## Written instruction
Rewrite the items from the start through the line with "column 37, row 22", changing "gradient sky" to "overcast sky" and keeping everything else the same.
****************************************
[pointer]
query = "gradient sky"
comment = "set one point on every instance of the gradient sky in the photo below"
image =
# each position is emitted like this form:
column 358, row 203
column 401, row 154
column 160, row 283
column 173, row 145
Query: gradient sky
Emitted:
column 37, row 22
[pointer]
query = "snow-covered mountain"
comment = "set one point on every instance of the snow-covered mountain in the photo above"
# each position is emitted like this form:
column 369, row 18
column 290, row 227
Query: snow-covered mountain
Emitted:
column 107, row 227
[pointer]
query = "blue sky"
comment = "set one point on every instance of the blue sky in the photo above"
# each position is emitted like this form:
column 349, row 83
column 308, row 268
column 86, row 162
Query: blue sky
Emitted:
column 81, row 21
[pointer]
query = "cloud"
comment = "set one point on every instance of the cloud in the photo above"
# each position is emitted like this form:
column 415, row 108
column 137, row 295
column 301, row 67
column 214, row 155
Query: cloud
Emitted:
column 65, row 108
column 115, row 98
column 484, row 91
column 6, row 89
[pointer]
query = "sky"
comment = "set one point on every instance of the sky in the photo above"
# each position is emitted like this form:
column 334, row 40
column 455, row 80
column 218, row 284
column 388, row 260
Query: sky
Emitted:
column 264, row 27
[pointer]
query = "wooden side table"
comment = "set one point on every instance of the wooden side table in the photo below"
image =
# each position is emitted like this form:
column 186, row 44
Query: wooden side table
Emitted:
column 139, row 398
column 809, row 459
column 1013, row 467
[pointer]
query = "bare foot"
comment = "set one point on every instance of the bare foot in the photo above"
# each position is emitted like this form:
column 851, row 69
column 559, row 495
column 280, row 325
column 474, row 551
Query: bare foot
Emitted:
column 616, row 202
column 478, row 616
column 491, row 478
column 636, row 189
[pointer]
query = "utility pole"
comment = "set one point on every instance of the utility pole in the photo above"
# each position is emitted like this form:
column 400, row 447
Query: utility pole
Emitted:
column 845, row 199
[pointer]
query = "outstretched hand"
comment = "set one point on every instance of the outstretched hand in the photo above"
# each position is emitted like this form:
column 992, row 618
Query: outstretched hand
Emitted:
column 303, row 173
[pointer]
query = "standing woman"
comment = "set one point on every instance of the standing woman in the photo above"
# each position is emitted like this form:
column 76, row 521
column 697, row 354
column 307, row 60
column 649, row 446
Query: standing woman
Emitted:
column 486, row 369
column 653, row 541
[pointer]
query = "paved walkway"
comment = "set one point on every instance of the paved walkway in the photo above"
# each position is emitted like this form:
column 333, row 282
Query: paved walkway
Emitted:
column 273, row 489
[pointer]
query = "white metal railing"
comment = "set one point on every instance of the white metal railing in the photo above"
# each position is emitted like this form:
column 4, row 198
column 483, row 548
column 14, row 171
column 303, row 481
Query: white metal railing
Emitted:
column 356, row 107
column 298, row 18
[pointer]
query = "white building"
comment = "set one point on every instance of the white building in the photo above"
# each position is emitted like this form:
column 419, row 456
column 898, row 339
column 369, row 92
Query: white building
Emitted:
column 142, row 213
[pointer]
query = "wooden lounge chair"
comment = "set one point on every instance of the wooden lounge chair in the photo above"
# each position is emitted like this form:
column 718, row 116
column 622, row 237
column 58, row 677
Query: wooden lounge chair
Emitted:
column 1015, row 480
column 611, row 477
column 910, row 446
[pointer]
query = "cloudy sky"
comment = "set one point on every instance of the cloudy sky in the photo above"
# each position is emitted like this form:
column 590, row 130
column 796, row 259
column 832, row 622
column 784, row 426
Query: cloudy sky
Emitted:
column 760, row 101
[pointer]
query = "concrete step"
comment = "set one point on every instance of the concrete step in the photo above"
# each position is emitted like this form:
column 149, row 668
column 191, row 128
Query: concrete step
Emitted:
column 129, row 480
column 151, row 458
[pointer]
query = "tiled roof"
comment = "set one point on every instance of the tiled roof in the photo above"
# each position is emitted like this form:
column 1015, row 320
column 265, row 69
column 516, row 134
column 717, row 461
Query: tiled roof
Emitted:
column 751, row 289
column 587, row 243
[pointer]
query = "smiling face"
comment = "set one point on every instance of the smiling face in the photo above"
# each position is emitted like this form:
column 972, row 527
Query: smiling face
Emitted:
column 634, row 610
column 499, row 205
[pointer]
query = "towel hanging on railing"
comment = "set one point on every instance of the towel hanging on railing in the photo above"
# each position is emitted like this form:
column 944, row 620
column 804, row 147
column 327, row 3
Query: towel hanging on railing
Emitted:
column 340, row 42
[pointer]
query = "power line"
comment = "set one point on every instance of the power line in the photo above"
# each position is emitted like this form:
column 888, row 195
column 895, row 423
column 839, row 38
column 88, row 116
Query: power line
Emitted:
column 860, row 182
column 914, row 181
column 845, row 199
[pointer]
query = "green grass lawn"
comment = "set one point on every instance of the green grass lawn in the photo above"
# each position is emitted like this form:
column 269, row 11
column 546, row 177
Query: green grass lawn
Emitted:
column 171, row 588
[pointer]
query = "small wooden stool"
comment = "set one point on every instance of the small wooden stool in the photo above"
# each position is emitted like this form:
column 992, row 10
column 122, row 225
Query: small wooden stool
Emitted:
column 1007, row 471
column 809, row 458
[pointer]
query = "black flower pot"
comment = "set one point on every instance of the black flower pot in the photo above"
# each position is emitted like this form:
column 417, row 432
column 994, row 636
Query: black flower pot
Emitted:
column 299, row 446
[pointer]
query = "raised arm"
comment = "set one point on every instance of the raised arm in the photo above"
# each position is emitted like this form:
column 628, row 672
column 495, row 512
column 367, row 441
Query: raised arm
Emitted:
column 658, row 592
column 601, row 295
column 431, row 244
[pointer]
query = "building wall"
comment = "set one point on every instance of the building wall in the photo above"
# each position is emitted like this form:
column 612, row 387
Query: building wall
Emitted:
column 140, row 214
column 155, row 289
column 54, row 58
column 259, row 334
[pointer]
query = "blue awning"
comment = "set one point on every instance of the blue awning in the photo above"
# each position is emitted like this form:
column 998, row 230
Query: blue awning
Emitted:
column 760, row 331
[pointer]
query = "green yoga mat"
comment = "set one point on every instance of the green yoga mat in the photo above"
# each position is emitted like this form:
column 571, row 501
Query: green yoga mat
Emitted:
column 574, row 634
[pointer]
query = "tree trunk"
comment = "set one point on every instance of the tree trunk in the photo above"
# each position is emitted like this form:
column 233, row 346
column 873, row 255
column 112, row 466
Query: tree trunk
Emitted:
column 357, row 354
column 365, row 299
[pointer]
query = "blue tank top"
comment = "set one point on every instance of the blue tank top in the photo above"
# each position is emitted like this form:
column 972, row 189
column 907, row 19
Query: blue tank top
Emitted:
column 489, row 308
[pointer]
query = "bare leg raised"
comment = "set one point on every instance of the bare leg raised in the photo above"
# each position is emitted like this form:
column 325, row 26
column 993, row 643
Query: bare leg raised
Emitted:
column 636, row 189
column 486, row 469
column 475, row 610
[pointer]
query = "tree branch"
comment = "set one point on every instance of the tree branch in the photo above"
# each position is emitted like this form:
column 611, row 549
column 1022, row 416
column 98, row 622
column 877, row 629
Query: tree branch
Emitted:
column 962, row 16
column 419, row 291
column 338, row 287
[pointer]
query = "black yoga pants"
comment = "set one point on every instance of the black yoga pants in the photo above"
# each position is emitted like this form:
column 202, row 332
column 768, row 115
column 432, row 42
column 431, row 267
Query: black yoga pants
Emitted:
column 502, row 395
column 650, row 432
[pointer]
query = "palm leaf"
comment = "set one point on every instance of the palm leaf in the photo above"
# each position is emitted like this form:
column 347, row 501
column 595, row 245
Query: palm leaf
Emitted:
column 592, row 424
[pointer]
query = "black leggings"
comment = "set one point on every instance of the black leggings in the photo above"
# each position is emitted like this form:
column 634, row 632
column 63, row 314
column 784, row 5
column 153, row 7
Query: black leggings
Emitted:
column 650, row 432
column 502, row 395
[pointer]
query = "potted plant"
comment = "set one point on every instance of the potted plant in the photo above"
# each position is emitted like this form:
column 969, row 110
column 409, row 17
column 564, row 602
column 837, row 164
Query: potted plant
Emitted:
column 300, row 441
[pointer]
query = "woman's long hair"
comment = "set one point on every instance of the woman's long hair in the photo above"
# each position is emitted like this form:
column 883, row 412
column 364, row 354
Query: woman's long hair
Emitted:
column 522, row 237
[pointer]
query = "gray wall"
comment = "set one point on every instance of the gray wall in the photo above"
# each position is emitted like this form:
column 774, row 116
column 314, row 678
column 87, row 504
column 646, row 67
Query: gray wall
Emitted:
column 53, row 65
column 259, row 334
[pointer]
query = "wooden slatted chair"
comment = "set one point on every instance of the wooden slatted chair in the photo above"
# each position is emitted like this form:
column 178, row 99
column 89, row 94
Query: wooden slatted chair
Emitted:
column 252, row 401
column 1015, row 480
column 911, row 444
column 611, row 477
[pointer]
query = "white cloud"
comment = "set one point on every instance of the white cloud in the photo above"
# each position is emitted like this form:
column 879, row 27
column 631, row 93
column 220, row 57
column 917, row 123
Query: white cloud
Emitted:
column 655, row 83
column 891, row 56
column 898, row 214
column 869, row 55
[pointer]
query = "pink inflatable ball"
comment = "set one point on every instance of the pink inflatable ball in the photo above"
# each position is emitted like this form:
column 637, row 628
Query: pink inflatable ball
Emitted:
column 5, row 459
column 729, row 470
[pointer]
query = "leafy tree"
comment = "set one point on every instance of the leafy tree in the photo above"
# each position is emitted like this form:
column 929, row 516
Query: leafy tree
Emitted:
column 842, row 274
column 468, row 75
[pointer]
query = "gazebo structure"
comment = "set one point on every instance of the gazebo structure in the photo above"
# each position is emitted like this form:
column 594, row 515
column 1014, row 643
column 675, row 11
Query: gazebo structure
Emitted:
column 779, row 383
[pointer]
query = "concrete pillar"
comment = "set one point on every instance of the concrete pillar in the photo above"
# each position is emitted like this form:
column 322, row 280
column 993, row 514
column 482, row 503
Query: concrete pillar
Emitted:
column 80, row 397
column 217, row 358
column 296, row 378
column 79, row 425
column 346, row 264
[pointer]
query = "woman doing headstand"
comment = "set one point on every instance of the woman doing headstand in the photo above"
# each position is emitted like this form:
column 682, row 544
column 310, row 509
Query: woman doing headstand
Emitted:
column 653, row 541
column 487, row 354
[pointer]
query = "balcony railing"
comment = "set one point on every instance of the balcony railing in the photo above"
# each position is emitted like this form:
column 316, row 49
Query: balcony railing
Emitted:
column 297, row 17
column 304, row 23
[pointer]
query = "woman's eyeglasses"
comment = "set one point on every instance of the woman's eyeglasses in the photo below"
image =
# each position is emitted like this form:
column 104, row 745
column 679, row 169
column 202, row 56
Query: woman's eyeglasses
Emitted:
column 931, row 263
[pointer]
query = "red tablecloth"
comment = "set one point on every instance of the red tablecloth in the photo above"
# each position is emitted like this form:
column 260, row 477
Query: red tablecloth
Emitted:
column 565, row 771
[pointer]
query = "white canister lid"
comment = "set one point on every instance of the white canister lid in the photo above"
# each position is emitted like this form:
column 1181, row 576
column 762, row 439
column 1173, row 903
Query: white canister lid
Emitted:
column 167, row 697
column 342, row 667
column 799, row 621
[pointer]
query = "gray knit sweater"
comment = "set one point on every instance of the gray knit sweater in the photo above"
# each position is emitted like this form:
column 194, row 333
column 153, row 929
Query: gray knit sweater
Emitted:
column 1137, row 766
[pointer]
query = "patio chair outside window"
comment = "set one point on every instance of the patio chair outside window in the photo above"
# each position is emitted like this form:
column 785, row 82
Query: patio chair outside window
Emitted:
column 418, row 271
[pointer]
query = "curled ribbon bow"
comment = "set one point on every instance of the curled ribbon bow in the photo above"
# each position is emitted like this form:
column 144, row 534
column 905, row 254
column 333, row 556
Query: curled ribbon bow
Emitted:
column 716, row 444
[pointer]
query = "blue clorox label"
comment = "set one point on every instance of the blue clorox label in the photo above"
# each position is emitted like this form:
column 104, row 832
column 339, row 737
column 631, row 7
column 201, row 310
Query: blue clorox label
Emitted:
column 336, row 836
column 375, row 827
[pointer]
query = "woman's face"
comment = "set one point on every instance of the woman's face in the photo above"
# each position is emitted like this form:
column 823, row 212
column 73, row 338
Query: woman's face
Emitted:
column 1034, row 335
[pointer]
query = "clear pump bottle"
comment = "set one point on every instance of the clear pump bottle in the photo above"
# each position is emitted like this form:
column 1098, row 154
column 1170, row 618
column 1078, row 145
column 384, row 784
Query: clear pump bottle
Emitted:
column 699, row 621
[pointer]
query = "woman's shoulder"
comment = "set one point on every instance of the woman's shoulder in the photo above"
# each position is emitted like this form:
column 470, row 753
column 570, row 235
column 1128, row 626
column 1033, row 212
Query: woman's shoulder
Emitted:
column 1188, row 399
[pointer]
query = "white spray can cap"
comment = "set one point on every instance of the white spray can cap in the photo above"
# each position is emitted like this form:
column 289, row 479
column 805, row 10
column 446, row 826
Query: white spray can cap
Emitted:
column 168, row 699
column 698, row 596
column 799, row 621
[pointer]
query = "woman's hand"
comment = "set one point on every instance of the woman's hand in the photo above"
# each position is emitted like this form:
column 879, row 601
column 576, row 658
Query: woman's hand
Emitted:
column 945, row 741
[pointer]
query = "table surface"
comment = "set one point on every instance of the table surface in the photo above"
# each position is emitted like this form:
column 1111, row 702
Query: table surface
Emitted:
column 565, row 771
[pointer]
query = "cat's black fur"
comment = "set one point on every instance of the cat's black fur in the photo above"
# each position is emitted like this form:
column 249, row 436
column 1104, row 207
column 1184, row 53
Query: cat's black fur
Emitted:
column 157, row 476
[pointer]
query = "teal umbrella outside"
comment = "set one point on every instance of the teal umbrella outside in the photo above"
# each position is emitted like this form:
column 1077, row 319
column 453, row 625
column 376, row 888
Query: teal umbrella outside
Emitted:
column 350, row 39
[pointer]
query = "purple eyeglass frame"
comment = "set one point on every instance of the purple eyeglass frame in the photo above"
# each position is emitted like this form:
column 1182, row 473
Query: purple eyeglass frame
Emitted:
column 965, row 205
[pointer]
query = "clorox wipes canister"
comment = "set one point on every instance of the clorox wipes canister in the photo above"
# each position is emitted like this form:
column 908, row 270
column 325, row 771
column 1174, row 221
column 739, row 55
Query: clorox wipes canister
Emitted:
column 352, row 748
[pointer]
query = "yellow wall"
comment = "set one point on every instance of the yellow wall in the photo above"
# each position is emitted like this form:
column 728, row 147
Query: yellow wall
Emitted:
****************************************
## Exercise response
[pointer]
query = "overcast sky"
comment = "set one point on every instance of the overcast sky in the photo below"
image =
# each position is emitted like this form:
column 358, row 203
column 401, row 154
column 160, row 283
column 173, row 145
Query: overcast sky
Emitted:
column 37, row 22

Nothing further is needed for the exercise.